PROBLEM TO SOLVE. Repeat each entry exactly, but do not carry over the pictures.

AVAILABLE DATA section start

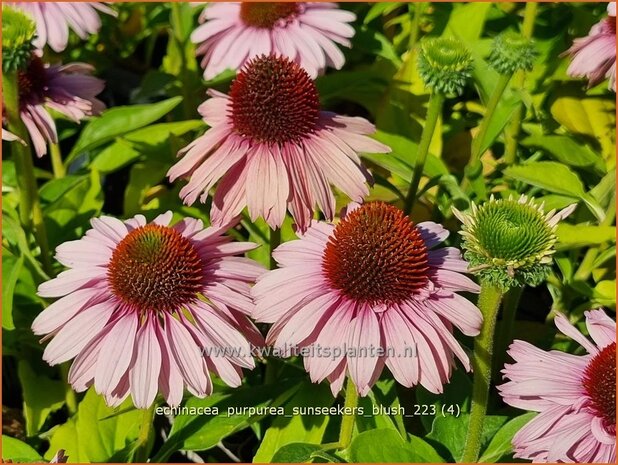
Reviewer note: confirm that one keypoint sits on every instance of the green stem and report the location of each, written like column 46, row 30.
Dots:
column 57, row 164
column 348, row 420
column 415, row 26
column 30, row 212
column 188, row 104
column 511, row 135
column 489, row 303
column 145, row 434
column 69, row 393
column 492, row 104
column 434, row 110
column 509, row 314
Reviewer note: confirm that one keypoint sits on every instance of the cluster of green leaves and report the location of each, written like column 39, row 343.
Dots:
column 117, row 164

AVAILABLE DATA section end

RESULT BELOW.
Reviewer note: confirm that one keypoint sits on every instance of the green stem and report the location of each, written like column 46, row 30.
Dots:
column 57, row 164
column 348, row 420
column 415, row 26
column 30, row 212
column 188, row 104
column 511, row 135
column 489, row 303
column 145, row 434
column 69, row 393
column 492, row 104
column 434, row 110
column 509, row 314
Reviewer note: confirm that one keypoint sits on every instance of the cluster of green leaves and report the location of each, written like column 39, row 343.
Dots:
column 117, row 164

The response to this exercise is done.